>> START Selected text
Importers of clementines, mandarins, and tangerines would likely
benefit under the proposed regulations. The number of importers that
can be classified as small is not known. However, the proposed
regulations would not lead to adverse economic impact on small entities
in these industries (fresh fruit and vegetable wholesalers with no more
than 100 employees, NAICS 422480; wholesalers and other grocery stores
with annual gross revenues no greater than $23 million, NAICS 445110;
warehouse clubs and superstores with annual gross revenues no greater
than $23 million, NAICS 452910; and fruit and vegetable markets with
gross revenues no greater than $6 million, NAICS 445230).
Under these circumstances, the Administrator of the Animal and
Plant Health Inspection Service has determined that this action would
not have a significant economic impact on a substantial number of small
entities.
>> END Selected text
**Tasks**
A) Answer these questions about the regulatory excerpt:
(i) What NAICS code does it give for fresh fruit and vegetable wholesalers?
(ii) What gross revenue limit does it set for fruit and vegetable markets?
(iii) Which official determined that the action would not have a significant economic impact on a substantial number of small entities?
B) Quote the regulatory excerpt word for word from "Importers of clementines, mandarins, and" to "million, NAICS 445230).".
>> START Data listing
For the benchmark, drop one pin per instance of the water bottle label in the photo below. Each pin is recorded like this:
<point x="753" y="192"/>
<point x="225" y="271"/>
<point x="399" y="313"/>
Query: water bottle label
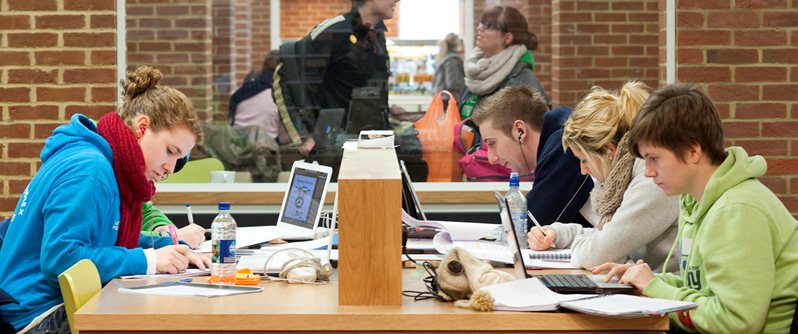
<point x="224" y="251"/>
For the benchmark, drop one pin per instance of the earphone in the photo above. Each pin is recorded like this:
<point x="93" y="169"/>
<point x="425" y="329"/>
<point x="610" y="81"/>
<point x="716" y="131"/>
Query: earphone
<point x="303" y="267"/>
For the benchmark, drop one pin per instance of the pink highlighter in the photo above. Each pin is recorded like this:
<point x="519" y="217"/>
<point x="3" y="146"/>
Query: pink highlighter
<point x="173" y="234"/>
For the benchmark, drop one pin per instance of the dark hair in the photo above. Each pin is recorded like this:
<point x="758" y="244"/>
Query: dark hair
<point x="271" y="60"/>
<point x="510" y="104"/>
<point x="675" y="117"/>
<point x="510" y="20"/>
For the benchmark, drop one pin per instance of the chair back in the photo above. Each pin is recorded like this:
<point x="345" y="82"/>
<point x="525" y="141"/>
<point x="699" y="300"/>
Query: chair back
<point x="794" y="326"/>
<point x="196" y="171"/>
<point x="78" y="284"/>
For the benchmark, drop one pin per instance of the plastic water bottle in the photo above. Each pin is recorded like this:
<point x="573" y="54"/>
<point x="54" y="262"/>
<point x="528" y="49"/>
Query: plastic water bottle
<point x="223" y="244"/>
<point x="517" y="202"/>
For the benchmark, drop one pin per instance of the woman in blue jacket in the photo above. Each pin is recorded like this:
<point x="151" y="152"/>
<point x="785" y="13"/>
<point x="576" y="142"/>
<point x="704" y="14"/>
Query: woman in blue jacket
<point x="85" y="202"/>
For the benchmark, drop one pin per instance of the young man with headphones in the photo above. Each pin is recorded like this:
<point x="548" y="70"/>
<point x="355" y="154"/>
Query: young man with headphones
<point x="523" y="135"/>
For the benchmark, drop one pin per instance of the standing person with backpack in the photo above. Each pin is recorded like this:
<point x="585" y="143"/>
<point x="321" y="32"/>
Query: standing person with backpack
<point x="341" y="59"/>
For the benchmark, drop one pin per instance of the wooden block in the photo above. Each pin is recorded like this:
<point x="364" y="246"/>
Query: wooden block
<point x="369" y="217"/>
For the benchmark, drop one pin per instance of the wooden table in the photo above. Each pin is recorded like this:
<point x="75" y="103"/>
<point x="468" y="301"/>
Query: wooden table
<point x="283" y="307"/>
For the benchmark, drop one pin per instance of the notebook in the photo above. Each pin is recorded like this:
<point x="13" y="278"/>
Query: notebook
<point x="303" y="201"/>
<point x="571" y="283"/>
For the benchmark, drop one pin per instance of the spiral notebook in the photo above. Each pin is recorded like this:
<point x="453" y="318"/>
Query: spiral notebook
<point x="550" y="255"/>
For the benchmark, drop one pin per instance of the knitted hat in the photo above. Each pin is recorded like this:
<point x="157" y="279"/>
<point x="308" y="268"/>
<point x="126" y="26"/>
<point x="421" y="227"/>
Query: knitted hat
<point x="460" y="274"/>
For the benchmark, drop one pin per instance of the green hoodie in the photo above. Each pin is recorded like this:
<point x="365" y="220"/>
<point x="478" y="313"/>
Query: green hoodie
<point x="152" y="218"/>
<point x="739" y="254"/>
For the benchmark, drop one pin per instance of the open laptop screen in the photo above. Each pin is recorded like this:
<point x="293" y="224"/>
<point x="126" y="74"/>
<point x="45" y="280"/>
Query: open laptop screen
<point x="303" y="201"/>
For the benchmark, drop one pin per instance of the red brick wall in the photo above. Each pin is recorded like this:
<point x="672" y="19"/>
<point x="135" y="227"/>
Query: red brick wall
<point x="602" y="42"/>
<point x="297" y="18"/>
<point x="261" y="31"/>
<point x="58" y="58"/>
<point x="744" y="54"/>
<point x="175" y="37"/>
<point x="539" y="18"/>
<point x="243" y="39"/>
<point x="223" y="60"/>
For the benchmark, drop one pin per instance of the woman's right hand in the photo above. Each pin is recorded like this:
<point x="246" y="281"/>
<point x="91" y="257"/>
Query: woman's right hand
<point x="171" y="259"/>
<point x="612" y="269"/>
<point x="192" y="234"/>
<point x="537" y="241"/>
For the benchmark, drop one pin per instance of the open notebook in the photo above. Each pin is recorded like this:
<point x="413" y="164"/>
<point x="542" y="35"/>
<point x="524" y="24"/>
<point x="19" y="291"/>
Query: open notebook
<point x="531" y="295"/>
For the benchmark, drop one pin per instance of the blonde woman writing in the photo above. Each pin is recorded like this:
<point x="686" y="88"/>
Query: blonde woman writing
<point x="633" y="219"/>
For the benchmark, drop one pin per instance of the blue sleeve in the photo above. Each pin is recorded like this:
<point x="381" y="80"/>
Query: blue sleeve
<point x="557" y="180"/>
<point x="79" y="225"/>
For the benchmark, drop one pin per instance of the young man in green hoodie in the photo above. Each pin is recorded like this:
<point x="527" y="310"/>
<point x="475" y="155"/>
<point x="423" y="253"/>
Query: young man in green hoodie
<point x="739" y="246"/>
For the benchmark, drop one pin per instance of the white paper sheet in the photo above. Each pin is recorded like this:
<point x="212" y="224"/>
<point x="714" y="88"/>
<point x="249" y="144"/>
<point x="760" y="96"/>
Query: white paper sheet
<point x="485" y="250"/>
<point x="188" y="273"/>
<point x="527" y="295"/>
<point x="192" y="290"/>
<point x="245" y="237"/>
<point x="457" y="230"/>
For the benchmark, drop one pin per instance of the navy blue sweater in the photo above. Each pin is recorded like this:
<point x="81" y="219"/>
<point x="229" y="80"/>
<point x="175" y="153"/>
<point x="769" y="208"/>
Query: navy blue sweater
<point x="557" y="176"/>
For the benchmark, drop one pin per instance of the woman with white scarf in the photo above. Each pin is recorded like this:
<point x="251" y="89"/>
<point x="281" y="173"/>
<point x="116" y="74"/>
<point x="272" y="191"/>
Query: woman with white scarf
<point x="633" y="218"/>
<point x="502" y="57"/>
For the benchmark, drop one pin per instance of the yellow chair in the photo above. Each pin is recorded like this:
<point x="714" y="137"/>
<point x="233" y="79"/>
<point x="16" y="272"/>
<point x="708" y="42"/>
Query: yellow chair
<point x="78" y="284"/>
<point x="196" y="171"/>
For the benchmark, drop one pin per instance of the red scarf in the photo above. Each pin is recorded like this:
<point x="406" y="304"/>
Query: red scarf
<point x="134" y="188"/>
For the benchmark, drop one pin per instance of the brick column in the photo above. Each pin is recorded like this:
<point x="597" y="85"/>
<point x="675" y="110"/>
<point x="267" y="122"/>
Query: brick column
<point x="176" y="39"/>
<point x="602" y="42"/>
<point x="744" y="54"/>
<point x="57" y="58"/>
<point x="261" y="31"/>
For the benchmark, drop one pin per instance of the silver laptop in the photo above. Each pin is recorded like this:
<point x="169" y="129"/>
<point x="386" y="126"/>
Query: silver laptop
<point x="303" y="201"/>
<point x="560" y="283"/>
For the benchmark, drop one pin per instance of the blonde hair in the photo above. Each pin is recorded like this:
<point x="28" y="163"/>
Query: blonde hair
<point x="165" y="106"/>
<point x="510" y="104"/>
<point x="451" y="43"/>
<point x="601" y="118"/>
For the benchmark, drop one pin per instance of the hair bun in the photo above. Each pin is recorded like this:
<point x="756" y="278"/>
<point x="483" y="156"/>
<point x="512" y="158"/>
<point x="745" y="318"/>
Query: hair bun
<point x="140" y="80"/>
<point x="532" y="41"/>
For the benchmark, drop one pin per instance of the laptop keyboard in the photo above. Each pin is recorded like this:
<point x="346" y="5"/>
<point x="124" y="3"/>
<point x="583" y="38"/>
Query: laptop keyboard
<point x="555" y="281"/>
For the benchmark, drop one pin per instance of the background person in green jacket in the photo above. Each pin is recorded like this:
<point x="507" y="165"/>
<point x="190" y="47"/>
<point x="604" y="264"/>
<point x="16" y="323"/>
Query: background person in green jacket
<point x="739" y="248"/>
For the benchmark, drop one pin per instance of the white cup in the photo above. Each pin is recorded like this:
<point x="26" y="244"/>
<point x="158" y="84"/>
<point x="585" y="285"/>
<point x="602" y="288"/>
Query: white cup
<point x="223" y="176"/>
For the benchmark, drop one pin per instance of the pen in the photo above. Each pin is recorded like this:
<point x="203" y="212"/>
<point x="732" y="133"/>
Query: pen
<point x="189" y="214"/>
<point x="536" y="222"/>
<point x="173" y="234"/>
<point x="182" y="280"/>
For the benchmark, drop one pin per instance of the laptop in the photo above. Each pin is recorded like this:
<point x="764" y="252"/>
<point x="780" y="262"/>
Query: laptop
<point x="560" y="283"/>
<point x="410" y="201"/>
<point x="329" y="132"/>
<point x="303" y="201"/>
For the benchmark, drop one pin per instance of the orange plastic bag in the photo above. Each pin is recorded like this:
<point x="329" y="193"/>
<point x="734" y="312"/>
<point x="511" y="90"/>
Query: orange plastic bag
<point x="436" y="133"/>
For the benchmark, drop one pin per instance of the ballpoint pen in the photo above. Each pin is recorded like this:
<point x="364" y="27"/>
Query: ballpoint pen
<point x="173" y="234"/>
<point x="189" y="214"/>
<point x="536" y="222"/>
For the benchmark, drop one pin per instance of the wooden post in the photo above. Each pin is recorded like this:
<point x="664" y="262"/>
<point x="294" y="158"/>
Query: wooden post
<point x="370" y="223"/>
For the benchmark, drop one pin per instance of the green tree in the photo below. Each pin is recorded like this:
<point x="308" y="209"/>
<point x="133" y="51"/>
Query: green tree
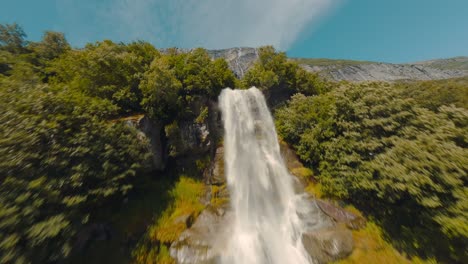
<point x="107" y="70"/>
<point x="12" y="38"/>
<point x="374" y="145"/>
<point x="60" y="163"/>
<point x="53" y="45"/>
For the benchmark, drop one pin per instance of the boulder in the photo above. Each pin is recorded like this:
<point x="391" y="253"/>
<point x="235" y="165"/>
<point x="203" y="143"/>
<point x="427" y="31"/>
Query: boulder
<point x="203" y="243"/>
<point x="327" y="245"/>
<point x="340" y="215"/>
<point x="152" y="130"/>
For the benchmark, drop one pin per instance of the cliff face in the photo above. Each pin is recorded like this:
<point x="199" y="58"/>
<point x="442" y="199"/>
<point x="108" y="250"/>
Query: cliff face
<point x="384" y="72"/>
<point x="241" y="59"/>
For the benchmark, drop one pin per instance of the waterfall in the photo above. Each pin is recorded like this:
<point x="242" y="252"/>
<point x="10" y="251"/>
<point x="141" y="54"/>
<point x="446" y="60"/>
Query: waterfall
<point x="268" y="216"/>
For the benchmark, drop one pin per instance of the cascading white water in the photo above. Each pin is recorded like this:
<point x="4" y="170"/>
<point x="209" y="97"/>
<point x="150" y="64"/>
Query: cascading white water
<point x="268" y="217"/>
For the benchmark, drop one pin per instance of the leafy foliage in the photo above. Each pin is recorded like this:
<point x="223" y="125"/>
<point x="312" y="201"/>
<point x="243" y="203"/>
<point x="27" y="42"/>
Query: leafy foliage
<point x="107" y="70"/>
<point x="374" y="145"/>
<point x="59" y="163"/>
<point x="273" y="72"/>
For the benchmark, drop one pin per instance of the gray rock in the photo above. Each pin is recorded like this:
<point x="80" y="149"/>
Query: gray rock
<point x="383" y="72"/>
<point x="216" y="174"/>
<point x="239" y="59"/>
<point x="204" y="242"/>
<point x="152" y="130"/>
<point x="340" y="215"/>
<point x="328" y="245"/>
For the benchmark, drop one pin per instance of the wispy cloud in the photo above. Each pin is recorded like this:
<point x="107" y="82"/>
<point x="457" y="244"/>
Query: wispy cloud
<point x="212" y="23"/>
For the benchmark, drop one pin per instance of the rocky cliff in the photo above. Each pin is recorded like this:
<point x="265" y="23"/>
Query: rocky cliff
<point x="241" y="59"/>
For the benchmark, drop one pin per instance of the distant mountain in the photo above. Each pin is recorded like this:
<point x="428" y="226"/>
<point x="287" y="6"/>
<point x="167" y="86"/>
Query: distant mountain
<point x="456" y="63"/>
<point x="241" y="59"/>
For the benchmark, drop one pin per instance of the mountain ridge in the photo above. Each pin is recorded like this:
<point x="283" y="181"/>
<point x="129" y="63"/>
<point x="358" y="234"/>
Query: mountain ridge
<point x="242" y="58"/>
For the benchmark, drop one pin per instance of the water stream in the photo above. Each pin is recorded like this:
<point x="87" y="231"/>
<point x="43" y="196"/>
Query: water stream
<point x="269" y="218"/>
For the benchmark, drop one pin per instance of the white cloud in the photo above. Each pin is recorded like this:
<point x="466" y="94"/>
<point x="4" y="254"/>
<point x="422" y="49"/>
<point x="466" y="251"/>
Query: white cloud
<point x="213" y="23"/>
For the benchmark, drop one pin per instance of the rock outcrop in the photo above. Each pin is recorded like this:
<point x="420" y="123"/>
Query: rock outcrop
<point x="241" y="59"/>
<point x="383" y="72"/>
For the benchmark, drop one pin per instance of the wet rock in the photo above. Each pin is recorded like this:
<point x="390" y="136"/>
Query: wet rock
<point x="328" y="245"/>
<point x="92" y="232"/>
<point x="217" y="176"/>
<point x="203" y="243"/>
<point x="340" y="215"/>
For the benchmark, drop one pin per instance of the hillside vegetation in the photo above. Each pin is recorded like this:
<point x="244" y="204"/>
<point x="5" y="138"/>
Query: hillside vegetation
<point x="398" y="152"/>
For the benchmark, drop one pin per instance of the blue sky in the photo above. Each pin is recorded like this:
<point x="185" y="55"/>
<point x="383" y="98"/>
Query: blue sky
<point x="378" y="30"/>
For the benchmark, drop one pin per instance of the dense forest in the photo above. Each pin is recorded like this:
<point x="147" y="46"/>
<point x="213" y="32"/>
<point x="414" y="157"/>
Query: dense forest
<point x="396" y="151"/>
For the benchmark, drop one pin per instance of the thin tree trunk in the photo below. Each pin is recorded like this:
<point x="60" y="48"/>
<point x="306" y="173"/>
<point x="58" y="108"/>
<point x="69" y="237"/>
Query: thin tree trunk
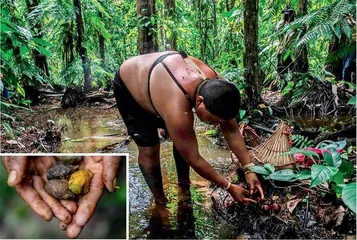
<point x="336" y="66"/>
<point x="302" y="63"/>
<point x="251" y="61"/>
<point x="101" y="43"/>
<point x="215" y="32"/>
<point x="147" y="39"/>
<point x="80" y="48"/>
<point x="170" y="14"/>
<point x="40" y="60"/>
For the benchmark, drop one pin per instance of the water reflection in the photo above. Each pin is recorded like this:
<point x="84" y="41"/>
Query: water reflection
<point x="160" y="226"/>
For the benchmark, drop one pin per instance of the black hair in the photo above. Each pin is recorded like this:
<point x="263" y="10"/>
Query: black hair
<point x="220" y="97"/>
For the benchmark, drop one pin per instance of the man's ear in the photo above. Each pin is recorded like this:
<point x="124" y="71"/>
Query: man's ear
<point x="199" y="100"/>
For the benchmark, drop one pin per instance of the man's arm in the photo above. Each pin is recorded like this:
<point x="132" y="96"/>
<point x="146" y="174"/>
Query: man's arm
<point x="235" y="141"/>
<point x="237" y="145"/>
<point x="183" y="136"/>
<point x="180" y="128"/>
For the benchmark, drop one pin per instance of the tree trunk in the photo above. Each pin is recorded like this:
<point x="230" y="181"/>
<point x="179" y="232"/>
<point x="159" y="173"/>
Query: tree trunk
<point x="101" y="43"/>
<point x="80" y="48"/>
<point x="170" y="14"/>
<point x="251" y="63"/>
<point x="215" y="31"/>
<point x="302" y="63"/>
<point x="147" y="39"/>
<point x="40" y="60"/>
<point x="336" y="67"/>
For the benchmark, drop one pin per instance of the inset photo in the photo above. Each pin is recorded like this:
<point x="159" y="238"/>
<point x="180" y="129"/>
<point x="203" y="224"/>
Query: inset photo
<point x="63" y="196"/>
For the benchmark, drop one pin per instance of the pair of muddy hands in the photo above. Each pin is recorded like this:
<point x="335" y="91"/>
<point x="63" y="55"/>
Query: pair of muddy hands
<point x="72" y="204"/>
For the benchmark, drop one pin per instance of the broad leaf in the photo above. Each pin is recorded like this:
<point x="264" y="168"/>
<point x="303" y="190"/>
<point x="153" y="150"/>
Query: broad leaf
<point x="8" y="129"/>
<point x="285" y="175"/>
<point x="333" y="159"/>
<point x="349" y="196"/>
<point x="303" y="175"/>
<point x="347" y="169"/>
<point x="41" y="42"/>
<point x="352" y="101"/>
<point x="23" y="50"/>
<point x="242" y="113"/>
<point x="43" y="51"/>
<point x="338" y="178"/>
<point x="320" y="174"/>
<point x="307" y="153"/>
<point x="259" y="169"/>
<point x="270" y="168"/>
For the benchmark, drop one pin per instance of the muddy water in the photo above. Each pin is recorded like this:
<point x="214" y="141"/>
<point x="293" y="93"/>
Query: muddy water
<point x="183" y="220"/>
<point x="88" y="129"/>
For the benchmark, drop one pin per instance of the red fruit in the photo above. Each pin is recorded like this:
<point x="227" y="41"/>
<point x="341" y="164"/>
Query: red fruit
<point x="299" y="158"/>
<point x="276" y="207"/>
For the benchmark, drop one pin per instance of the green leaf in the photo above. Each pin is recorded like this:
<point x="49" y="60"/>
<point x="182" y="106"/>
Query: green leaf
<point x="242" y="113"/>
<point x="20" y="89"/>
<point x="337" y="188"/>
<point x="320" y="174"/>
<point x="349" y="196"/>
<point x="303" y="175"/>
<point x="269" y="167"/>
<point x="338" y="178"/>
<point x="285" y="175"/>
<point x="259" y="169"/>
<point x="333" y="159"/>
<point x="288" y="88"/>
<point x="23" y="50"/>
<point x="307" y="153"/>
<point x="41" y="42"/>
<point x="43" y="51"/>
<point x="347" y="169"/>
<point x="5" y="28"/>
<point x="8" y="129"/>
<point x="211" y="133"/>
<point x="352" y="101"/>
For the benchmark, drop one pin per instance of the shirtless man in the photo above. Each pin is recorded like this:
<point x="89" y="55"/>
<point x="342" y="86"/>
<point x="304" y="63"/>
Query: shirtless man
<point x="160" y="90"/>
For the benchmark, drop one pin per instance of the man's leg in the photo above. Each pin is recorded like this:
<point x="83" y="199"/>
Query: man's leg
<point x="183" y="173"/>
<point x="149" y="163"/>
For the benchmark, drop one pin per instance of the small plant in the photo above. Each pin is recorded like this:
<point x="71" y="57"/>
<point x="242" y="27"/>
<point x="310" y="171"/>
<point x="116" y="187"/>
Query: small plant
<point x="211" y="133"/>
<point x="325" y="163"/>
<point x="300" y="141"/>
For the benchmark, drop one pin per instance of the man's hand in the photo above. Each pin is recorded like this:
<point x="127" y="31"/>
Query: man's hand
<point x="238" y="193"/>
<point x="105" y="170"/>
<point x="28" y="176"/>
<point x="254" y="183"/>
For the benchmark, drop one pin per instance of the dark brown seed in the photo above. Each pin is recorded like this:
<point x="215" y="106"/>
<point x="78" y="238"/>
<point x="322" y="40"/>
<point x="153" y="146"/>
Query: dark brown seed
<point x="265" y="207"/>
<point x="276" y="207"/>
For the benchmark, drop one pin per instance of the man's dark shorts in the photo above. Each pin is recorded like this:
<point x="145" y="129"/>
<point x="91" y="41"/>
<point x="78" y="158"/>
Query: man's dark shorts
<point x="142" y="125"/>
>> END Data listing
**Task-by-task answers**
A)
(i) NAICS 422480
(ii) No greater than $6 million
(iii) The Administrator of the Animal and Plant Health Inspection Service

B)
Importers of clementines, mandarins, and tangerines would likely
benefit under the proposed regulations. The number of importers that
can be classified as small is not known. However, the proposed
regulations would not lead to adverse economic impact on small entities
in these industries (fresh fruit and vegetable wholesalers with no more
than 100 employees, NAICS 422480; wholesalers and other grocery stores
with annual gross revenues no greater than $23 million, NAICS 445110;
warehouse clubs and superstores with annual gross revenues no greater
than $23 million, NAICS 452910; and fruit and vegetable markets with
gross revenues no greater than $6 million, NAICS 445230).